§ BRIEF
Repeat each record word for word. Leave nothing out.

Phrase grounding data
# # #
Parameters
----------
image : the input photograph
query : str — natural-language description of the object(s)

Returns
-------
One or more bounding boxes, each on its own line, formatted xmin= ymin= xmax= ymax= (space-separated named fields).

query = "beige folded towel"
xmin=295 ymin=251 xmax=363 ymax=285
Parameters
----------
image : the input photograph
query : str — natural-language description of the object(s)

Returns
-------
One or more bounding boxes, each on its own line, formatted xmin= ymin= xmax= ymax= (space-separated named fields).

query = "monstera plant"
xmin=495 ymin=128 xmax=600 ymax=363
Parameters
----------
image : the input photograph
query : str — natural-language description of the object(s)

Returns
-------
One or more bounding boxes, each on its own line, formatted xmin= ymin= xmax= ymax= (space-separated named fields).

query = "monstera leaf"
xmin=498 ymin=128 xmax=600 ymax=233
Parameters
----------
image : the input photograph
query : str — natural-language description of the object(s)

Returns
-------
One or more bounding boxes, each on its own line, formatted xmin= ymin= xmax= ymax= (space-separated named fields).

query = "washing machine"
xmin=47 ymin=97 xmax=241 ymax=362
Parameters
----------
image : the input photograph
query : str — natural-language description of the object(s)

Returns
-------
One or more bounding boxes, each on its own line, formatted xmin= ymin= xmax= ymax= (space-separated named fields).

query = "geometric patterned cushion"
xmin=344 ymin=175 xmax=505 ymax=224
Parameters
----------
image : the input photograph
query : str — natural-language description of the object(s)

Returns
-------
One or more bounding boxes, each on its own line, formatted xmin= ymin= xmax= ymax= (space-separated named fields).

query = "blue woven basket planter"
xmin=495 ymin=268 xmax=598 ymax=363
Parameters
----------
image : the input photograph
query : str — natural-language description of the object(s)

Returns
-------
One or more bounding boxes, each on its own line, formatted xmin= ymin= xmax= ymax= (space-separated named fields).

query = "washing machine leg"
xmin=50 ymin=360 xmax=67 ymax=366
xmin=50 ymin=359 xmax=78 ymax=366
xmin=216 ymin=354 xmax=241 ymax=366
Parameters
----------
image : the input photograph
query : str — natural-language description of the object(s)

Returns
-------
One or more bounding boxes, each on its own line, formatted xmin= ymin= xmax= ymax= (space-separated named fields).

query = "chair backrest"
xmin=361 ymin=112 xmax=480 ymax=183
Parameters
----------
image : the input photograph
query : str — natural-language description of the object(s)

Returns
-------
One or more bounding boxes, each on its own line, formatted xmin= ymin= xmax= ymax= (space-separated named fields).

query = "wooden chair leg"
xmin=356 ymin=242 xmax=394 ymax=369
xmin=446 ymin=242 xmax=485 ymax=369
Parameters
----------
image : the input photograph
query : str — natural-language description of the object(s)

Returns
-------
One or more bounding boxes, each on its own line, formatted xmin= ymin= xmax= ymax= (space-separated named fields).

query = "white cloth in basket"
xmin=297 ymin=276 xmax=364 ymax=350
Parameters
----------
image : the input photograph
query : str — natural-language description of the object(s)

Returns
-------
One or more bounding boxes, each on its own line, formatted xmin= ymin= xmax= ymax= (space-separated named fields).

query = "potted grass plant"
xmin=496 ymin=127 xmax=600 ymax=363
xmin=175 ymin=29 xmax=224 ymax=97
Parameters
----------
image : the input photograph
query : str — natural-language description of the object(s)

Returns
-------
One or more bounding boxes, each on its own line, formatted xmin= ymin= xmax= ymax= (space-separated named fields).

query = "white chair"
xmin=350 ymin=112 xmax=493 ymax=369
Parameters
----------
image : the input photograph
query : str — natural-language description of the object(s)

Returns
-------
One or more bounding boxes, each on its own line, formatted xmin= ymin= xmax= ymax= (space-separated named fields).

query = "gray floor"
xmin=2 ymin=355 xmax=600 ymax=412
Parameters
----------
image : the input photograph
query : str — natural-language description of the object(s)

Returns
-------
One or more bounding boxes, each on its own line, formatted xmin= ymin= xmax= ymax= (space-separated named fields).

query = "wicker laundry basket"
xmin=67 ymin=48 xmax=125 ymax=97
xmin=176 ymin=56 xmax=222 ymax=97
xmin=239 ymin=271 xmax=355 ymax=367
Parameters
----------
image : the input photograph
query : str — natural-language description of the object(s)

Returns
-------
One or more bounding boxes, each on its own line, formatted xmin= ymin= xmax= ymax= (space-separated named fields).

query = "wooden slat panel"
# # #
§ EXERCISE ANSWER
Parameters
----------
image : the input photograph
query : str — natural-language description of the object(s)

Returns
-------
One or more bounding boxes, each on its own line, formatted xmin= ymin= xmax= ymax= (space-separated named fields).

query = "beige folded towel"
xmin=295 ymin=251 xmax=363 ymax=285
Parameters
----------
image : the input photograph
query : str — natural-language description of the object(s)

Returns
-------
One or more bounding boxes, each on its own line, formatted xmin= ymin= xmax= ymax= (space-separated named fields).

query = "monstera plant"
xmin=495 ymin=128 xmax=600 ymax=363
Parameters
----------
image : the input photograph
query : str — natural-language description of the object(s)

Returns
-------
One or more bounding boxes, each on its own line, formatted xmin= ymin= xmax= ymax= (space-separated named fields).

query = "monstera leaf"
xmin=498 ymin=128 xmax=600 ymax=233
Parameters
----------
image : the input photograph
query : str — natural-language description of the object(s)

Returns
-------
One or more bounding boxes, each on its own line, formatted xmin= ymin= xmax= ymax= (space-separated named fields).

query = "washing machine"
xmin=47 ymin=97 xmax=241 ymax=362
Parameters
----------
image : the input photograph
query : str — natural-language description of the object(s)

Returns
-------
One or more bounding boxes, each on its own line, formatted xmin= ymin= xmax= ymax= (space-separated named fields).

query = "geometric patterned cushion"
xmin=344 ymin=175 xmax=505 ymax=224
Parameters
----------
image : the input photograph
query : str — natural-language description of the object(s)

Returns
-------
One or more bounding boxes, each on its own line, formatted xmin= ymin= xmax= ymax= (space-separated named fields).

query = "blue woven basket planter"
xmin=495 ymin=268 xmax=598 ymax=363
Parameters
----------
image : the input photograph
query : str — natural-language description of the object(s)

Returns
-------
One or more bounding boxes, each on its own line, formatted xmin= ymin= xmax= ymax= (space-separated named fields).

query = "washing machine leg"
xmin=50 ymin=360 xmax=67 ymax=366
xmin=50 ymin=359 xmax=78 ymax=366
xmin=216 ymin=354 xmax=241 ymax=366
Parameters
----------
image : the input photograph
query : str — natural-language description of the object(s)

Returns
-------
One or more bounding boxes, each on its own line, formatted xmin= ymin= xmax= ymax= (space-separated named fields).

query = "chair backrest"
xmin=361 ymin=112 xmax=480 ymax=183
Parameters
----------
image : the input photograph
query : str — natural-language description of the object(s)

Returns
-------
One or more bounding boxes, each on its own line, formatted xmin= ymin= xmax= ymax= (space-separated named fields).

query = "wooden chair leg"
xmin=356 ymin=242 xmax=394 ymax=369
xmin=446 ymin=242 xmax=485 ymax=369
Parameters
----------
image : the input photograph
query : str — natural-language description of the object(s)

Returns
-------
One or more bounding boxes, each on its own line, formatted xmin= ymin= xmax= ymax= (space-separated named fields).

query = "white cloth in basket"
xmin=297 ymin=276 xmax=364 ymax=350
Parameters
----------
image : the input photograph
query : str — natural-language description of the object(s)

Returns
-------
One or more bounding boxes, each on its own line, formatted xmin= ymin= xmax= ymax= (space-separated named fields).

query = "potted grass plant"
xmin=496 ymin=127 xmax=600 ymax=363
xmin=175 ymin=29 xmax=224 ymax=97
Parameters
----------
image : the input photograph
query : str — natural-language description of the object(s)

Returns
-------
One or more bounding boxes, each on its own line, formatted xmin= ymin= xmax= ymax= (space-separated named fields).

query = "white chair"
xmin=350 ymin=112 xmax=493 ymax=369
Parameters
----------
image : the input photograph
query : str — natural-language description of the object(s)

Returns
-------
One or more bounding boxes, each on its own line, formatted xmin= ymin= xmax= ymax= (space-separated named fields).

query = "gray floor"
xmin=2 ymin=355 xmax=600 ymax=412
Parameters
----------
image : the input photograph
query : str — natural-language description of the object(s)

Returns
-------
One or more bounding boxes, each on its own line, formatted xmin= ymin= xmax= ymax= (space-separated named fields).

query = "wicker laundry basket"
xmin=67 ymin=48 xmax=125 ymax=97
xmin=176 ymin=56 xmax=222 ymax=97
xmin=239 ymin=271 xmax=355 ymax=367
Parameters
----------
image : the input photograph
query : str — natural-language description of the object(s)

Returns
-------
One or more bounding boxes, each on its own line, formatted xmin= ymin= xmax= ymax= (space-separated named fields).

query = "wooden slat panel"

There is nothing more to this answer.